Dataset records.
· · ·

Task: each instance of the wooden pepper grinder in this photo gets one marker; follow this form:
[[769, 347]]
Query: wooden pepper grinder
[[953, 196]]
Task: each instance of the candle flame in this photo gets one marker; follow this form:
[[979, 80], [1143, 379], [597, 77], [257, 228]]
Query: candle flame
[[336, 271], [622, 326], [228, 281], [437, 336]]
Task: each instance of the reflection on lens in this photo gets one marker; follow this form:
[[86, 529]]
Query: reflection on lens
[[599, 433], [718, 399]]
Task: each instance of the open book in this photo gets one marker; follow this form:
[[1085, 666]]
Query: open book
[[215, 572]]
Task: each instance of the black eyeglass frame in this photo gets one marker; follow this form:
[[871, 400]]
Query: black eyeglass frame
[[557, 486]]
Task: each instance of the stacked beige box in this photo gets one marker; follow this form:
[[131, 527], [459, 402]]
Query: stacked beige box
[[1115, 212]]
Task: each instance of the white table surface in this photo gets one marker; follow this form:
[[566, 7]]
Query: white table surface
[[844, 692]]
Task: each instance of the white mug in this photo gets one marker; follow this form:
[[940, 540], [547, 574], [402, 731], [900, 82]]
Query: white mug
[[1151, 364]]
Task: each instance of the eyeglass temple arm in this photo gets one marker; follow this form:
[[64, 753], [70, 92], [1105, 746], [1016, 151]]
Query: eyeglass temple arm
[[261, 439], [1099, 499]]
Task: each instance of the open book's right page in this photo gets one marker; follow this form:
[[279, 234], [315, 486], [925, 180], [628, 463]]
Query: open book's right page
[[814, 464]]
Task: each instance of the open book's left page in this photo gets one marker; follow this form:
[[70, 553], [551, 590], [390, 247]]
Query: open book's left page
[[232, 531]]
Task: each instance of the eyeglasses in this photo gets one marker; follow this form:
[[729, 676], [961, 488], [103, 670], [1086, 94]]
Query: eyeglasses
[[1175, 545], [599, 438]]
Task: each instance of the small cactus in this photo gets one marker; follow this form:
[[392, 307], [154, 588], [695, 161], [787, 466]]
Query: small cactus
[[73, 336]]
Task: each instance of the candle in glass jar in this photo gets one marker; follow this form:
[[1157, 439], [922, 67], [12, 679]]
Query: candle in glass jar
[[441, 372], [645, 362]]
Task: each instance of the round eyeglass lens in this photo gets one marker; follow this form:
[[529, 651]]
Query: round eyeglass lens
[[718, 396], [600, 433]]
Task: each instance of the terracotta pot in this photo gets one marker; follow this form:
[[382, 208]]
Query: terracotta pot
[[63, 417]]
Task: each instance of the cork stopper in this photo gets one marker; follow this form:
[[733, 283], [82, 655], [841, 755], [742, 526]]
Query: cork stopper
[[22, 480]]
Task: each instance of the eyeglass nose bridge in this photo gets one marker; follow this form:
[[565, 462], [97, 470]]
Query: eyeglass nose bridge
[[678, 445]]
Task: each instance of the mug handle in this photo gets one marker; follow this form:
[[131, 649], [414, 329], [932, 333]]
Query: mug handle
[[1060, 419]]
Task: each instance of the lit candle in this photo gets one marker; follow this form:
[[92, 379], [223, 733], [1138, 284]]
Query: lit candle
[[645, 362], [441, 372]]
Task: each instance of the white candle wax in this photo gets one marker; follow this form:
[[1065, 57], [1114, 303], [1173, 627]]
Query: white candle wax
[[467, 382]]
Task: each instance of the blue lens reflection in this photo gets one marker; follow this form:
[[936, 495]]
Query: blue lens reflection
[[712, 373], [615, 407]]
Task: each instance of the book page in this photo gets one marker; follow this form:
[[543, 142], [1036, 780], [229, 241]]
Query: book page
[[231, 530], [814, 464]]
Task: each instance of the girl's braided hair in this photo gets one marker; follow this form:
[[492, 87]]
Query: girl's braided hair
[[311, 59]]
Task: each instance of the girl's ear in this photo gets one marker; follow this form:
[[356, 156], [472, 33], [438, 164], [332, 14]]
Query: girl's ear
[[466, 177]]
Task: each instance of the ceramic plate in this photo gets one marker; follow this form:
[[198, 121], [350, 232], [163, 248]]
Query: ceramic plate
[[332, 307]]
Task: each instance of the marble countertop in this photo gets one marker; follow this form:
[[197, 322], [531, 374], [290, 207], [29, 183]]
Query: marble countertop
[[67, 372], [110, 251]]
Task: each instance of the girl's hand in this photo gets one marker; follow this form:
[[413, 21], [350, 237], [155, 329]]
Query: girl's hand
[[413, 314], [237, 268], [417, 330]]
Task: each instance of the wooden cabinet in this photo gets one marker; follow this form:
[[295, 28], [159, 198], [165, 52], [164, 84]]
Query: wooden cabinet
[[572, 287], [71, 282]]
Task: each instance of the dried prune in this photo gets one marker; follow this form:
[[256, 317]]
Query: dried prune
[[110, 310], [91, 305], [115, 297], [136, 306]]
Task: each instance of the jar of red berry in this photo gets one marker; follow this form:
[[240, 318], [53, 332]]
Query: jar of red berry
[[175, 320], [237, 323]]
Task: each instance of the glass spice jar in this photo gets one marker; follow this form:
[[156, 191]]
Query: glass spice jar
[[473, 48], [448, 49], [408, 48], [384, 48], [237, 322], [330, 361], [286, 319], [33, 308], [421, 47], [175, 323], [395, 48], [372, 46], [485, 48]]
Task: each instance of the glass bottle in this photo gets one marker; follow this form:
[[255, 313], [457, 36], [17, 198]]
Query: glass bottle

· · ·

Exercise aim.
Repeat the lines above with every word intact.

Exercise solution.
Task: each instance of the wooden pepper grinder in this photo gets one marker; follow this form:
[[769, 347]]
Query: wooden pepper grinder
[[953, 196]]
Task: each instance of the candle flame in this photo gets one marker; follow this form:
[[979, 80], [1143, 379], [597, 77], [257, 228]]
Query: candle flame
[[336, 271], [622, 326], [228, 281], [437, 336]]
Task: each instance of the reflection on lens in this photo gets one marker; follow this form:
[[86, 529]]
Query: reflection on lens
[[599, 433], [718, 399]]
Task: each instance of the open book in this photo gets one marker; follow this form:
[[1085, 666]]
Query: open book
[[215, 572]]
Task: each instance of the black eyeglass frame in this photo gets one marker; follow this form:
[[871, 400]]
Query: black eyeglass frame
[[557, 486]]
Task: each instance of the stacked beige box in this photo gets one marker; follow this form:
[[131, 527], [459, 402]]
Query: stacked beige box
[[1115, 212]]
Task: each instance of the white table surface in this photo gets one marker; follow this form:
[[566, 7]]
Query: white table surface
[[844, 692]]
Task: each instance of the white mug in this photo gets one marker; follow this form:
[[940, 540], [547, 574], [402, 731], [900, 82]]
Query: white mug
[[1151, 364]]
Task: each instance of the eyeglass temple arm in this photo gets one marker; follow this form:
[[64, 753], [70, 92], [1105, 746], [1016, 151]]
Query: eyeglass temple arm
[[261, 439], [1099, 499]]
Task: each instance of the open book's right page in this photo gets one marker; follow this form:
[[279, 234], [315, 486], [925, 180], [628, 463]]
Query: open book's right page
[[814, 464]]
Task: each instance of the open book's left page in this photo gets one marker; follow this form:
[[70, 553], [551, 590], [390, 247]]
Query: open book's left page
[[232, 531]]
Task: each instance of the eyeglasses in this photo gets one marker; follow this form:
[[729, 676], [961, 488], [103, 670], [1086, 94]]
Query: eyeglasses
[[1175, 545], [599, 438]]
Task: each instance of the small cactus in this photo gets one marker; follow this form:
[[392, 307], [154, 588], [695, 161], [787, 466]]
Query: small cactus
[[73, 336]]
Task: each instance of the candle in glass jar in this photo gets one marker; follow this form:
[[1157, 439], [922, 67], [12, 679]]
Query: candle in glass jar
[[441, 372], [645, 362]]
Task: each instance of the round eyeglass lens in this photo gets one marker; follow this form:
[[529, 651]]
Query: round eyeglass lens
[[718, 396], [600, 433]]
Task: each instance of the terracotta pot in this photo gets one marker; follow this form:
[[382, 208]]
Query: terracotta pot
[[63, 417]]
Task: each instance of the cork stopper in this photo gets one marker; follow this form:
[[733, 283], [82, 655], [841, 755], [742, 526]]
Query: cork stopper
[[22, 480]]
Task: each instance of the eyeglass nose bridge in this photo gets one marker; follow this form:
[[565, 462], [97, 470]]
Query: eyeglass nose bridge
[[678, 445]]
Task: each instance of the mug handle in this photo gets one marker; follow this form:
[[131, 649], [414, 329], [932, 333]]
Query: mug handle
[[1060, 419]]
Task: each instance of the lit candle in this photo gets one marker; follow this form:
[[92, 379], [223, 733], [1138, 284]]
Query: lit candle
[[645, 362], [441, 372]]
Task: each instance of the white candle wax in this photo gets one marker; follow this form:
[[1065, 57], [1114, 303], [1173, 627]]
Query: white candle wax
[[467, 382]]
Task: each instance of the blue lens reflection in this photo gets one marker; follow this form:
[[936, 495]]
Query: blue lens reflection
[[712, 373], [615, 407]]
Task: each instance of the book page in this photo gets one marker; follow this form:
[[543, 142], [1036, 780], [229, 241]]
Query: book page
[[231, 530], [814, 464]]
Task: each instance of the girl's braided hair in this photo gets one marker; follow this form:
[[492, 87]]
Query: girl's braided hair
[[311, 59]]
Task: each instance of the girl's ear in this photo gets one marker; follow this form:
[[356, 156], [472, 33], [438, 164], [332, 14]]
Query: girl's ear
[[466, 177]]
Task: each instance of the ceramic plate in this photo gets one marker; follow this form:
[[198, 121], [350, 232], [163, 248]]
Query: ceramic plate
[[332, 307]]
Task: each instance of the marble countertop in this photo gets one marker; follow this form:
[[197, 322], [531, 374], [290, 207], [29, 183]]
Query: marble countertop
[[67, 372], [110, 251]]
Task: each instance of the girl's hand in this photo gets one marker; follow this form:
[[413, 21], [350, 237], [155, 329]]
Query: girl's hand
[[413, 314], [237, 268], [417, 330]]
Task: each instance of the wooden cabinet in this photo gets one marker; follow this form:
[[295, 28], [159, 198], [165, 52], [164, 84]]
Query: wooden cabinet
[[572, 287], [71, 282]]
Task: each instance of the dried prune in this photo gets one marker; follow this form:
[[256, 317]]
Query: dried prune
[[110, 310], [91, 305], [115, 297], [136, 306]]
Task: each instance of the jar of red berry in this photo gets one marker; follow this form:
[[240, 318], [53, 332]]
Query: jar of red berry
[[175, 320], [237, 323]]
Task: each instance of the glass spice jar in this photo gets one marker; follow this form:
[[156, 191]]
Query: glass spice jar
[[473, 48], [448, 49], [408, 48], [384, 48], [237, 322], [330, 361], [286, 319], [33, 308], [421, 47], [175, 323], [395, 48], [372, 46], [485, 48]]
Task: each instance of the glass bottle in this photo gets one marker; follow this form:
[[255, 313], [457, 36], [17, 198]]
Query: glass bottle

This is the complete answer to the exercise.